Activities =>
**A.** In the post below about remarks made to women without children, who was the first person to warn the writer about her biological clock?
**B.** Say whether each statement agrees with the post below about remarks made to women without children, and give yes or no with the deciding words of the post quoted exactly: (i) The writer already has children. (ii) The writer was in her twenties when someone first mentioned losing eggs by age 30. (iii) The friend the writer rarely sees asks about children only once.
**C.** Reproduce the part of the post below about remarks made to women without children starting at "Since I’ve heard" and ending at "it out below!".

Passage =>
╔══

So I don’t have kids…yet. I haven’t been in a hurry and to be honest I look at everyone around me who has kids and I think, ‘Wow, this is a whole another type of lifestyle …And some of ya’ll seem miserable.’
When you don’t have children, people can say some of the craziest and most inappropriate things. Moreover, if you are in a serious relationship, there is always the expectation that you should be in a hurry to be a mother. While that may be the case for some, there are many women who may not desire children, they may be waiting for the right person or the right time to have children, or they could be having fertility issues. Unfortunately, the pressure in our society for women to have children is insane and the idea that real womanhood equates to traditional motherhood is not fair.
Since I’ve heard some interesting comments from people around the topic of my future motherhood, in this post I share some of the off the wall questions and statements people have said to me.
Check it out below!
1) The person finds out you are in a serious relationship or you’re married, so they immediately ask, “Do you have kids?” When you say, “No, not yet,” they continue with questions, “Are you trying?”
If you are my friend or family member, it’s cool for us to discuss my desire to have children maybe once, even twice, but when that’s all you want to talk about, it’s a tad bit annoying.
I have a friend who I don’t see very often, but every blue moon when we talk on the phone, she always asks the same question about children–over and over again.
Why are people so obsessed with women having babies? Are you going to be around when I need a babysitter, probably not?
Moreover, if you don’t know someone personally, it’s none of your business as to why they don’t have or don’t want kids.
2) When you turn a certain age people begin to panic about your biological clock. “You better start having kids! You know a woman begins losing her eggs by age 30? You better not wait too long.”
I was in my twenties the first time someone told me this—it was actually my boss at the time. While I didn’t freak out, I did think to myself, ‘Did she really just say this?’
What people don’t realize is that for those women who want kids, they too have heard the scary studies, personal stories from loved ones, the gentle or not so gentle reminders from their OB/GYNs, etc. So your overwhelming yearning to share the gloomy what ifs ain’t always welcomed.

╚══

Information =>
╔══

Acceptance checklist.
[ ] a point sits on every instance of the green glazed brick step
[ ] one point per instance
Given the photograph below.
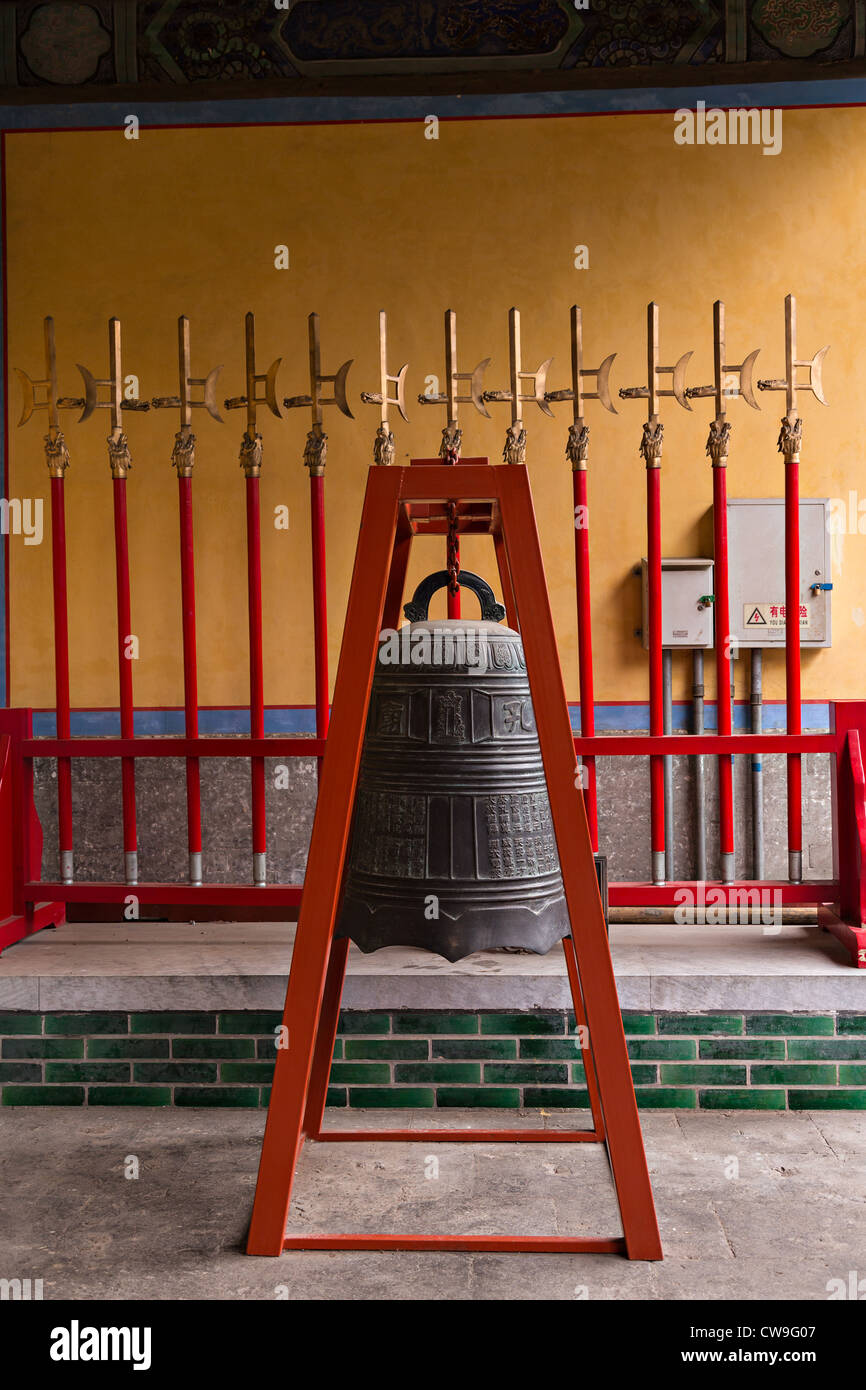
(847, 1050)
(20, 1072)
(492, 1050)
(788, 1023)
(793, 1073)
(410, 1022)
(128, 1096)
(724, 1050)
(142, 1050)
(221, 1048)
(398, 1050)
(535, 1020)
(29, 1023)
(526, 1073)
(85, 1025)
(21, 1047)
(549, 1048)
(424, 1058)
(744, 1098)
(174, 1023)
(117, 1072)
(394, 1097)
(663, 1050)
(666, 1097)
(702, 1023)
(438, 1072)
(376, 1073)
(834, 1100)
(701, 1073)
(230, 1097)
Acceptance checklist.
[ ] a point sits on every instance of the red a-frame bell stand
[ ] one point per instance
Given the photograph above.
(398, 505)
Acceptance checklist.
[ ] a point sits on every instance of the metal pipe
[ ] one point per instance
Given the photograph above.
(124, 660)
(723, 669)
(61, 673)
(756, 723)
(793, 685)
(253, 544)
(699, 769)
(191, 683)
(656, 716)
(669, 763)
(320, 605)
(584, 638)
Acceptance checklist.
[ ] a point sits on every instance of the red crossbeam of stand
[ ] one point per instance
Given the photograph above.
(396, 503)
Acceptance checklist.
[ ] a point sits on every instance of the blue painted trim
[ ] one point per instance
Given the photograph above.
(635, 717)
(314, 110)
(104, 723)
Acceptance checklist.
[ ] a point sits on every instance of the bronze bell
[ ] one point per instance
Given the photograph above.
(452, 841)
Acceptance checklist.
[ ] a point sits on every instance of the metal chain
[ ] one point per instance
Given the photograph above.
(453, 553)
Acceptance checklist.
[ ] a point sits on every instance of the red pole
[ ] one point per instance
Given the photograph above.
(656, 708)
(453, 599)
(124, 658)
(61, 672)
(584, 640)
(320, 603)
(723, 669)
(253, 573)
(790, 446)
(191, 681)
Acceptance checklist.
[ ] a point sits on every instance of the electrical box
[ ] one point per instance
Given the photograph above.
(687, 605)
(756, 567)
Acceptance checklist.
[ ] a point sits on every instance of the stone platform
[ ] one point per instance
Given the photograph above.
(152, 1014)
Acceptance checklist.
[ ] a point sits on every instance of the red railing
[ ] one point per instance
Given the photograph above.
(28, 902)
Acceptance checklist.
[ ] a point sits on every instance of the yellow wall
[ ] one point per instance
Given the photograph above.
(376, 216)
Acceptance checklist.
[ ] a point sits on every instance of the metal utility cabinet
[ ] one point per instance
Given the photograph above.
(756, 558)
(687, 603)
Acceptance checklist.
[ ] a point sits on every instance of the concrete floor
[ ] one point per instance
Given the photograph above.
(766, 1205)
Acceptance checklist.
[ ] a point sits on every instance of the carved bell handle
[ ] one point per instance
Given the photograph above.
(491, 610)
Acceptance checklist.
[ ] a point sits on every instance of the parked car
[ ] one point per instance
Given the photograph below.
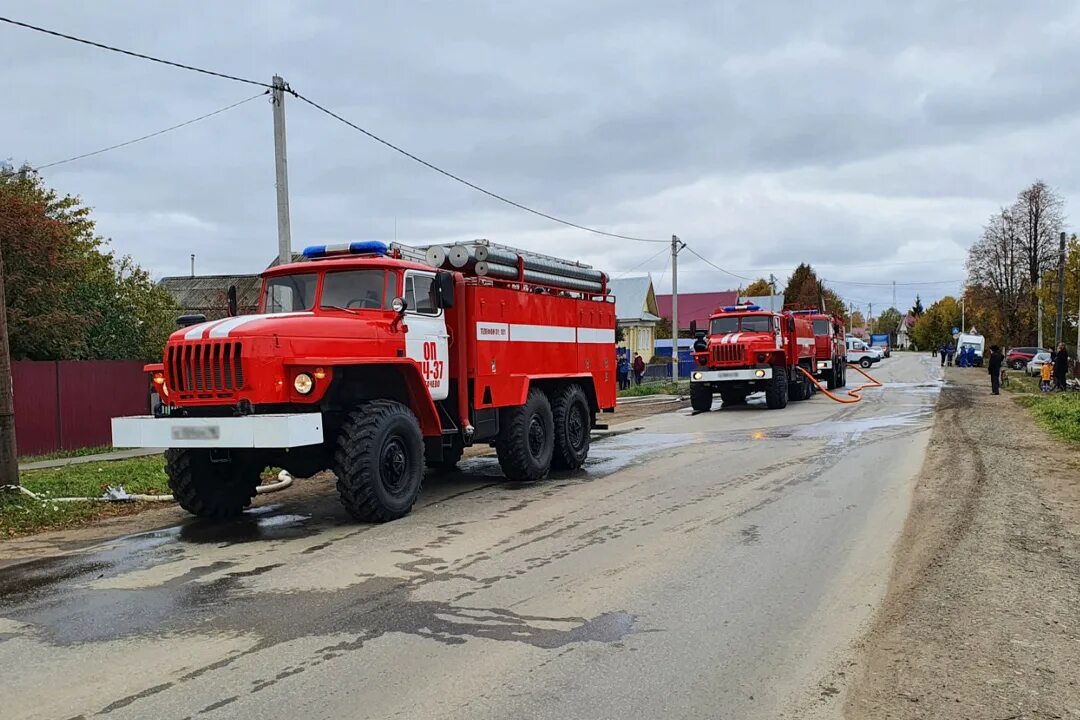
(1034, 366)
(1018, 357)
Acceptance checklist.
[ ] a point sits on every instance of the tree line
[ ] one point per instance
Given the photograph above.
(1011, 268)
(69, 297)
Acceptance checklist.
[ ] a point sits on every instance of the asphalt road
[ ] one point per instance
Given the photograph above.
(703, 566)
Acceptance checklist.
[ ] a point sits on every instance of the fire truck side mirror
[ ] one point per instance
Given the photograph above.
(444, 289)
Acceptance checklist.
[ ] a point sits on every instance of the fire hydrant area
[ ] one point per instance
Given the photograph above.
(863, 548)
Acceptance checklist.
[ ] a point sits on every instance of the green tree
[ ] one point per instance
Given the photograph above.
(67, 297)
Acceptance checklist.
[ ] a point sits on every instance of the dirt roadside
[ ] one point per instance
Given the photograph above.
(982, 617)
(148, 516)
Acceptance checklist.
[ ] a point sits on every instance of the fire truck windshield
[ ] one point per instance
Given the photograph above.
(354, 289)
(744, 324)
(289, 293)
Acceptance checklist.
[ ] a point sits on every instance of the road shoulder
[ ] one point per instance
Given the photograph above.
(982, 619)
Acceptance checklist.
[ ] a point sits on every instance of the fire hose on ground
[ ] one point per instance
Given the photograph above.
(853, 393)
(119, 494)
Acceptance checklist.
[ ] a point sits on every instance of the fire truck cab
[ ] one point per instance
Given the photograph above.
(373, 364)
(831, 362)
(747, 350)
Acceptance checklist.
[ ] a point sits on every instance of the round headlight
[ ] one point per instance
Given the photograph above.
(304, 383)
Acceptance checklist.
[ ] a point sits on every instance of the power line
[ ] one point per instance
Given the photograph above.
(710, 262)
(131, 53)
(467, 182)
(147, 137)
(931, 282)
(647, 260)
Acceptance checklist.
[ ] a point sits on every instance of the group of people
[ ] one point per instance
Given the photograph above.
(625, 368)
(1051, 375)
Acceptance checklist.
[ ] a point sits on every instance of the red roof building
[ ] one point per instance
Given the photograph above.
(696, 306)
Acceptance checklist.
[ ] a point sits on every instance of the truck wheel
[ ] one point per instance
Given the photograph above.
(775, 392)
(701, 397)
(207, 488)
(527, 440)
(733, 397)
(379, 461)
(572, 419)
(450, 459)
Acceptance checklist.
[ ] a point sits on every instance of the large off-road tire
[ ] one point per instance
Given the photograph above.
(775, 392)
(701, 397)
(207, 488)
(379, 461)
(733, 397)
(451, 457)
(527, 438)
(574, 421)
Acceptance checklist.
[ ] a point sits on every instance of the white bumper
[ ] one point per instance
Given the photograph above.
(720, 376)
(254, 431)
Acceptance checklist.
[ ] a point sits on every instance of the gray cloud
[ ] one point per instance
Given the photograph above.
(872, 140)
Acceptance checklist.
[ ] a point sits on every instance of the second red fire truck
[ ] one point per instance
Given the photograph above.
(746, 350)
(374, 361)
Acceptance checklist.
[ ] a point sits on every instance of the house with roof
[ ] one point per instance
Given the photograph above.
(696, 307)
(636, 313)
(207, 295)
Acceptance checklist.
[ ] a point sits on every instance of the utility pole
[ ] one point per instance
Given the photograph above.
(9, 459)
(1061, 291)
(281, 172)
(676, 246)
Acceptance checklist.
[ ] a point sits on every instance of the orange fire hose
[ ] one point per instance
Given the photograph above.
(853, 393)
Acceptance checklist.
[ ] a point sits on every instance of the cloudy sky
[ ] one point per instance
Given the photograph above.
(871, 139)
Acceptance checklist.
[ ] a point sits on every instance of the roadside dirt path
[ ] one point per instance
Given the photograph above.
(982, 620)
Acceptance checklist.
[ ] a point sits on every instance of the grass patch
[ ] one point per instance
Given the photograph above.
(19, 514)
(655, 389)
(62, 454)
(1058, 412)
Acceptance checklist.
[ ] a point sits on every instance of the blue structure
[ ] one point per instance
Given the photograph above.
(663, 349)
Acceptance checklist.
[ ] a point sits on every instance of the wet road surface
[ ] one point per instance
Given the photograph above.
(703, 566)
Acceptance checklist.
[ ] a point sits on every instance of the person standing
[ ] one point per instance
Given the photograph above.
(995, 367)
(622, 370)
(1061, 366)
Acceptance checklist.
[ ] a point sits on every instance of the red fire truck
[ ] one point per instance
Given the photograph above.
(370, 362)
(828, 333)
(747, 350)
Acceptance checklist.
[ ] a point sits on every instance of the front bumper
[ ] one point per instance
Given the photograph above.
(723, 376)
(254, 431)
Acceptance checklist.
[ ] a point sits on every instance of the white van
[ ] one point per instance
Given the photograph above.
(860, 352)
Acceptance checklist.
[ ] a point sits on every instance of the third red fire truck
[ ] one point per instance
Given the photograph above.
(372, 361)
(747, 349)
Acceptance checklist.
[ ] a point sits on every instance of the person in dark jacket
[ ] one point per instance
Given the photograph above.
(1061, 366)
(995, 367)
(638, 369)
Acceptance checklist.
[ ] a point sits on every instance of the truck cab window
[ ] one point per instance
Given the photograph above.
(353, 289)
(289, 293)
(420, 294)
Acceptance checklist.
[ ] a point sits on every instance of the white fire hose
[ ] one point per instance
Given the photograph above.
(119, 494)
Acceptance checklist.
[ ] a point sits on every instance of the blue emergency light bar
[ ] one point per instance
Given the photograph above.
(358, 247)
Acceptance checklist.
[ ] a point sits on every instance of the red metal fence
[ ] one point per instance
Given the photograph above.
(68, 404)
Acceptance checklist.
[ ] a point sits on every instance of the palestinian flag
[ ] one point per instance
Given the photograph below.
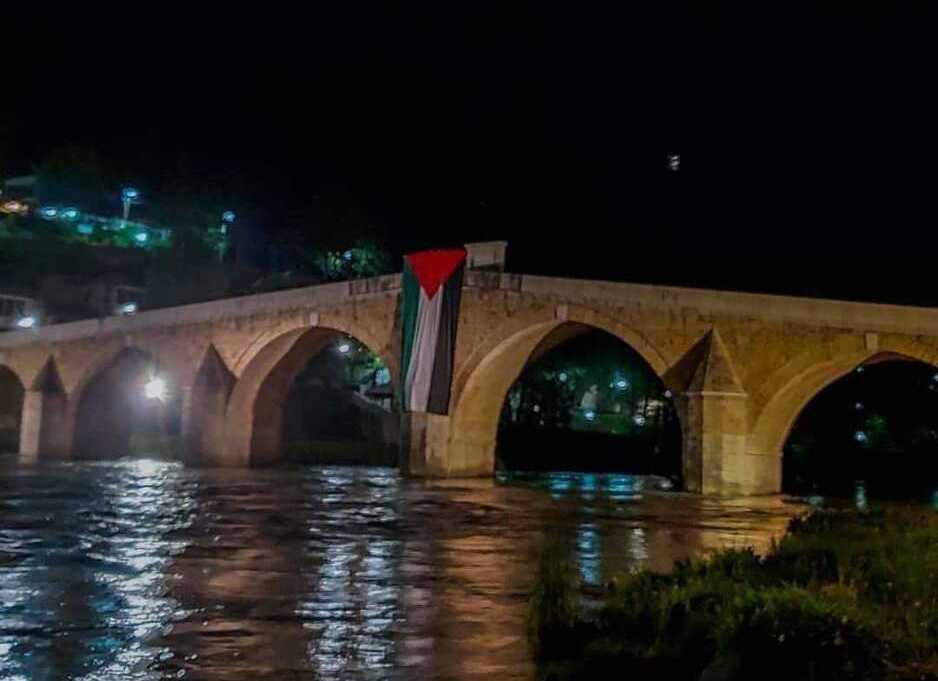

╚══

Outputs in order =>
**A.** The writer's boss at the time.

**B.**
(i) No: "So I don’t have kids…yet."
(ii) Yes: "I was in my twenties the first time someone told me this"
(iii) No: "she always asks the same question about children–over and over again."

**C.**
Since I’ve heard some interesting comments from people around the topic of my future motherhood, in this post I share some of the off the wall questions and statements people have said to me.
Check it out below!